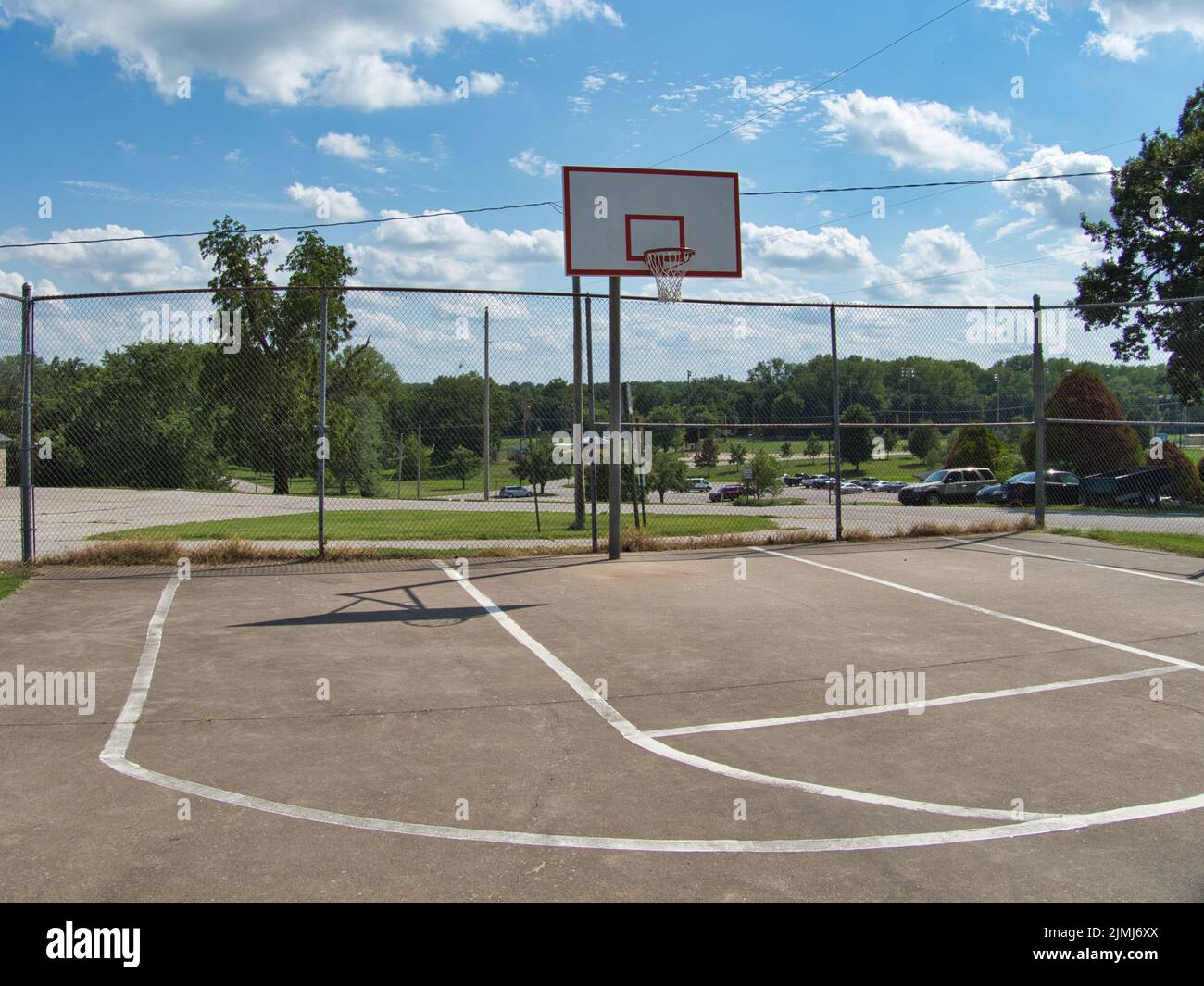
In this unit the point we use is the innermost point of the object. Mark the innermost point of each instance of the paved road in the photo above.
(68, 517)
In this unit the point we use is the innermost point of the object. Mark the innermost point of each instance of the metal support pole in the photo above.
(1038, 414)
(594, 449)
(321, 436)
(27, 480)
(578, 468)
(615, 417)
(485, 443)
(835, 424)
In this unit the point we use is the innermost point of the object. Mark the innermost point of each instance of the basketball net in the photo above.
(669, 267)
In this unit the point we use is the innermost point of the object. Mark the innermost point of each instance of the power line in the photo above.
(280, 229)
(934, 184)
(813, 88)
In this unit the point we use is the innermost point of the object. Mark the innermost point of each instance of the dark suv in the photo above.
(947, 486)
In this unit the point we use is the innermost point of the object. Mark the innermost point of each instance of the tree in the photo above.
(1186, 484)
(667, 473)
(765, 481)
(922, 440)
(461, 464)
(856, 443)
(271, 381)
(667, 437)
(409, 457)
(536, 464)
(706, 457)
(976, 445)
(1084, 448)
(1152, 245)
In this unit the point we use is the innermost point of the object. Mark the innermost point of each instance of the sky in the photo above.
(131, 119)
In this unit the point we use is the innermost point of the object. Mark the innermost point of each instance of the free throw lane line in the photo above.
(113, 756)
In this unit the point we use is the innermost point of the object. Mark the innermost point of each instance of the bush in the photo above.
(1085, 449)
(922, 440)
(1186, 485)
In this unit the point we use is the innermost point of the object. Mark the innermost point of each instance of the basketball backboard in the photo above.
(613, 215)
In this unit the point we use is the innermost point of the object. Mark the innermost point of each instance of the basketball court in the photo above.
(658, 728)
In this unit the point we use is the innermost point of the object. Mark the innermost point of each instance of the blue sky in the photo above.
(292, 104)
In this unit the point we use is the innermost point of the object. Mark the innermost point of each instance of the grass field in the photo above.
(433, 525)
(433, 486)
(1178, 544)
(12, 580)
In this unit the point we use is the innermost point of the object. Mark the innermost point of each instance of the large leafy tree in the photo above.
(270, 385)
(856, 443)
(1155, 249)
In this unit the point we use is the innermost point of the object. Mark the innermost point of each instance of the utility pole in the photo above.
(321, 437)
(488, 449)
(908, 372)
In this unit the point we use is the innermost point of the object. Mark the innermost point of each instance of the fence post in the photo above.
(835, 424)
(578, 468)
(594, 444)
(321, 436)
(1038, 414)
(27, 481)
(615, 417)
(486, 445)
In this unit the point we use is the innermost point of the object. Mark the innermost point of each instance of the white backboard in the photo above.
(613, 215)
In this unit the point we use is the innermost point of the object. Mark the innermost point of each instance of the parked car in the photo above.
(727, 492)
(997, 493)
(947, 486)
(1060, 488)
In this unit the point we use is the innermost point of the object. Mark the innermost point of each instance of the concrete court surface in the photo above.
(573, 729)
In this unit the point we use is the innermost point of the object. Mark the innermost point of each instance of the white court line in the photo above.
(630, 732)
(949, 700)
(1098, 641)
(1176, 580)
(113, 756)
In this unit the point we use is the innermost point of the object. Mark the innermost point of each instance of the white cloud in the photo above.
(1060, 200)
(926, 135)
(595, 81)
(300, 55)
(340, 205)
(1128, 24)
(347, 145)
(137, 265)
(446, 251)
(530, 163)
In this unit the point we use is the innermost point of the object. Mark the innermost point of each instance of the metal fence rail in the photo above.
(197, 419)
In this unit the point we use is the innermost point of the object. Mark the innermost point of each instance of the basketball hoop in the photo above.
(669, 267)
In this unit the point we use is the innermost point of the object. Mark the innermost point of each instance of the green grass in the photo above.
(1151, 541)
(433, 525)
(10, 581)
(433, 486)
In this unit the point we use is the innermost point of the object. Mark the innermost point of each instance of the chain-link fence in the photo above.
(189, 421)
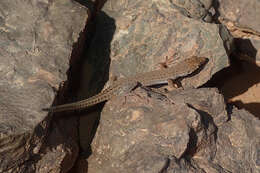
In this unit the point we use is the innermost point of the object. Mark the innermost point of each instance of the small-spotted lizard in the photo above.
(125, 85)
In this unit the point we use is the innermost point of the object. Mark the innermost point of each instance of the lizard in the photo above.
(125, 85)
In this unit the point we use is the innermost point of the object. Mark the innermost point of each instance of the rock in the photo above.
(239, 143)
(137, 36)
(36, 42)
(148, 133)
(194, 8)
(244, 25)
(142, 134)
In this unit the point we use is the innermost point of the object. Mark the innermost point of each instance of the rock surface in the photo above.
(244, 24)
(148, 133)
(190, 130)
(135, 37)
(36, 42)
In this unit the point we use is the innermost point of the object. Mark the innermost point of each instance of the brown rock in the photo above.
(36, 42)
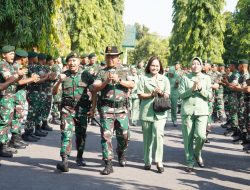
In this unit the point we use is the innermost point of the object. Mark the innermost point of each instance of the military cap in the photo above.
(234, 62)
(243, 61)
(64, 61)
(112, 50)
(7, 49)
(221, 64)
(42, 56)
(103, 63)
(198, 59)
(72, 54)
(21, 53)
(32, 54)
(84, 55)
(91, 55)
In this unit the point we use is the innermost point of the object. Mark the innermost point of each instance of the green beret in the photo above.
(49, 57)
(85, 55)
(198, 59)
(92, 55)
(233, 62)
(32, 54)
(64, 61)
(243, 61)
(221, 64)
(42, 56)
(72, 54)
(21, 53)
(103, 63)
(7, 49)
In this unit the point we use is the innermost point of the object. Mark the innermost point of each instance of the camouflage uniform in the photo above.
(241, 107)
(7, 101)
(219, 102)
(35, 97)
(233, 101)
(55, 110)
(20, 101)
(75, 105)
(113, 113)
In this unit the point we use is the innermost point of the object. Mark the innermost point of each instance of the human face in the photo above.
(177, 66)
(73, 64)
(9, 57)
(112, 60)
(196, 66)
(154, 68)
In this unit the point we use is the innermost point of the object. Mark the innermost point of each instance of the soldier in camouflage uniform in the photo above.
(74, 109)
(232, 99)
(244, 75)
(214, 85)
(7, 98)
(47, 94)
(113, 84)
(218, 95)
(55, 110)
(21, 62)
(35, 98)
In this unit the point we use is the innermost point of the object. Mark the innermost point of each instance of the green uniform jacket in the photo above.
(146, 85)
(195, 102)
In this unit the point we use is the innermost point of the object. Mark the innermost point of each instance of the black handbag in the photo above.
(161, 104)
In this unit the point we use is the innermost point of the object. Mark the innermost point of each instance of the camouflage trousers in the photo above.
(219, 104)
(20, 100)
(111, 123)
(226, 106)
(34, 116)
(241, 113)
(46, 105)
(233, 109)
(210, 119)
(55, 109)
(6, 115)
(71, 118)
(135, 109)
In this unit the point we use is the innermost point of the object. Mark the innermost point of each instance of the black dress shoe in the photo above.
(80, 162)
(147, 167)
(160, 169)
(200, 162)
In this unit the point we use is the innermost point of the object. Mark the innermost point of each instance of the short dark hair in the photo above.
(150, 61)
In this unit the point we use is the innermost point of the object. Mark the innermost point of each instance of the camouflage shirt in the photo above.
(74, 87)
(7, 70)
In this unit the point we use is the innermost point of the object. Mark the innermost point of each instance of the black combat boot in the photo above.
(15, 142)
(4, 151)
(39, 132)
(207, 140)
(64, 165)
(46, 127)
(108, 168)
(121, 158)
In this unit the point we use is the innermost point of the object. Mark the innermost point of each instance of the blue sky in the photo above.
(156, 14)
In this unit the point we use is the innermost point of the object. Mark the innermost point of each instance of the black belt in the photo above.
(113, 104)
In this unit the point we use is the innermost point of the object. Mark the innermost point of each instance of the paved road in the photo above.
(227, 166)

* * *

- [Your goal]: Output the data above without changes, apart from leaving out the pictures.

- [Solution to this exercise]:
In this unit the point we use is the innermost point of the object. Mark the innermost point of each instance of the paved road in the photo above.
(68, 517)
In this unit the point we use is the innermost point of the object. Mark the innermost point of each instance of the metal support pole in the photo above.
(1038, 414)
(594, 449)
(321, 436)
(27, 480)
(578, 468)
(615, 417)
(485, 443)
(835, 424)
In this unit the point we use is the innermost point of the object. Mark the innermost point of each instance of the basketball net in the photo above.
(669, 267)
In this unit the point we use is the innermost point of the object. Mark the innermost point of each instance of the power line in the photo above.
(280, 229)
(934, 184)
(813, 88)
In this unit the point we use is the innermost point of the object. Mark the innermost point of each instance of the dark suv in the photo above.
(947, 486)
In this unit the point we use is the innermost point of the object. Mark the innermost point of each instance of the tree in the photo above.
(1186, 484)
(667, 473)
(765, 481)
(922, 440)
(461, 464)
(856, 443)
(271, 381)
(667, 437)
(409, 457)
(536, 464)
(706, 457)
(976, 445)
(1084, 448)
(1152, 245)
In this unit the point we use is the innermost point of the object. Mark the innermost point of each instance of the sky in the photo above.
(131, 119)
In this unit the point we use is the innermost point of the object. Mark the innermost point of each instance of the free throw lane line in the photo above.
(113, 756)
In this unit the point we use is the innermost point of the object. Mark the innermost point of each instance of the bush in the photo above.
(1085, 449)
(922, 440)
(1186, 485)
In this unit the point we use is the innermost point of the object. Mark the innermost point of each instance of the basketball backboard in the photo above.
(613, 215)
In this unit the point we use is the innermost point of the object. Mark the innermost point of each instance of the basketball court in the photo above.
(658, 728)
In this unit the point we use is the innermost point of the object. Mark the innermost point of each instance of the blue sky in the photo above.
(292, 104)
In this unit the point we use is the innermost point of the object. Mark the innermost point of each instance of the grass field in the photo above.
(433, 525)
(433, 486)
(1178, 544)
(12, 580)
In this unit the point we use is the innermost point of the object. Mark the innermost point of each instance of the large leafy tree in the photo above.
(270, 385)
(856, 443)
(1155, 249)
In this unit the point we use is the innermost point of the object. Mark the innermost point of each instance of the utility pole in the photo above.
(321, 437)
(488, 449)
(908, 372)
In this unit the point we use is the innermost point of the object. Mark the innermost point of each instance of the fence post in the photo above.
(835, 424)
(578, 468)
(594, 444)
(321, 436)
(1038, 414)
(27, 481)
(615, 417)
(486, 445)
In this unit the point we use is the innermost point of the object. Mark the innermost point of each instance of the white backboard in the photo above.
(613, 215)
In this unit the point we use is the innermost point of the object. Mark the innermost point of each instance of the parked car in the photo above.
(727, 492)
(997, 493)
(947, 486)
(1060, 488)
In this unit the point we use is the innermost point of the object. Mark the innermost point of each instance of the concrete court surface in the photo above.
(573, 729)
In this unit the point we use is the innermost point of the object. Mark the innermost point of each instance of the white court line in the photo above.
(630, 732)
(949, 700)
(1098, 641)
(1176, 580)
(113, 756)
In this unit the point we use is the innermost point of the object. Mark the innermost point of each instance of the white cloud in the photo above.
(1060, 200)
(926, 135)
(595, 81)
(300, 55)
(340, 205)
(1128, 24)
(347, 145)
(137, 265)
(446, 251)
(530, 163)
In this unit the point we use is the innermost point of the object. Mark the innermost point of each instance of the metal fence rail in the photo above.
(197, 419)
In this unit the point we use is the innermost point of the object. Mark the innermost point of each instance of the basketball hoop in the photo above.
(669, 267)
In this unit the point we use is the innermost point of the object. Mark the innermost point of each instance of the green grass in the photo above.
(1151, 541)
(433, 525)
(10, 581)
(433, 486)
In this unit the point we use is the innermost point of the object. Mark the innermost point of each instance of the chain-link fence in the photo above.
(189, 421)
In this unit the point we use is the innermost point of the object. Mark the innermost point of each instance of the small-spotted lizard in the photo above.
(125, 85)
In this unit the point we use is the innermost point of the object. Mark the innermost point of each instance of the lizard in the photo above.
(125, 85)
In this unit the point we use is the innermost point of the object. Mark the innermost point of each instance of the rock in the photo above.
(239, 143)
(137, 36)
(36, 42)
(148, 133)
(194, 8)
(244, 25)
(142, 134)
In this unit the point we use is the innermost point of the object. Mark the innermost point of each instance of the rock surface in the photo above.
(244, 24)
(148, 133)
(190, 130)
(135, 37)
(36, 42)
In this unit the point we use is the innermost point of the object. Mark the innermost point of each instance of the brown rock in the photo above.
(36, 42)
In this unit the point we use is the innermost point of the object. Mark the innermost point of each instance of the military cap in the photo above.
(234, 62)
(243, 61)
(64, 61)
(112, 50)
(7, 49)
(221, 64)
(42, 56)
(103, 63)
(198, 59)
(72, 54)
(21, 53)
(32, 54)
(84, 55)
(91, 55)
In this unit the point we use is the innermost point of the object. Mark the innermost point of each instance of the green beret in the photo above.
(49, 57)
(85, 55)
(198, 59)
(92, 55)
(233, 62)
(32, 54)
(64, 61)
(243, 61)
(221, 64)
(42, 56)
(72, 54)
(21, 53)
(103, 63)
(7, 49)
In this unit the point we use is the innermost point of the object. Mark the innermost point of each instance of the camouflage uniform in the photo above.
(241, 107)
(7, 101)
(219, 102)
(35, 97)
(233, 101)
(55, 110)
(20, 101)
(75, 105)
(113, 113)
In this unit the point we use is the innermost point of the object. Mark the innermost point of each instance of the human face in the photo above.
(177, 66)
(73, 64)
(9, 57)
(112, 60)
(196, 66)
(154, 68)
In this unit the point we use is the innermost point of the object. Mark the innermost point of each instance of the soldier in camouflage uniform in the photo above.
(74, 109)
(232, 99)
(244, 75)
(214, 85)
(7, 98)
(47, 94)
(113, 84)
(218, 95)
(55, 110)
(21, 62)
(35, 98)
In this unit the point we use is the innermost point of the object. Mark the innermost point of each instance of the green uniform jacket in the photo above.
(146, 85)
(195, 102)
In this unit the point we use is the innermost point of the object. Mark the innermost point of each instance of the black handbag in the photo above.
(161, 104)
In this unit the point we use is the innermost point of the object. Mark the innermost point of each instance of the camouflage trousers in the photo above.
(219, 104)
(20, 100)
(111, 123)
(226, 106)
(34, 116)
(241, 113)
(46, 105)
(233, 109)
(210, 119)
(55, 109)
(6, 115)
(71, 118)
(135, 109)
In this unit the point we use is the innermost point of the object. Mark the innermost point of each instance of the black dress shoe in the photo above.
(80, 162)
(147, 167)
(160, 169)
(200, 162)
In this unit the point we use is the innermost point of the object. Mark the innermost point of each instance of the short dark hair in the photo above.
(150, 61)
In this unit the point we use is the innermost point of the object. Mark the innermost point of each instance of the camouflage shirt in the photo above.
(74, 87)
(7, 70)
In this unit the point we use is the innermost point of the object. Mark the innermost point of each instance of the black combat boot in the photo above.
(15, 142)
(4, 151)
(39, 132)
(207, 140)
(64, 165)
(46, 127)
(108, 168)
(121, 158)
In this unit the point we use is the innermost point of the object. Mark the innermost point of each instance of the blue sky in the photo above.
(156, 14)
In this unit the point we use is the innermost point of the object. Mark the innermost point of each instance of the black belt in the photo above.
(113, 104)
In this unit the point we use is the innermost point of the object. Mark the innermost point of each instance of the paved road in the photo above.
(227, 166)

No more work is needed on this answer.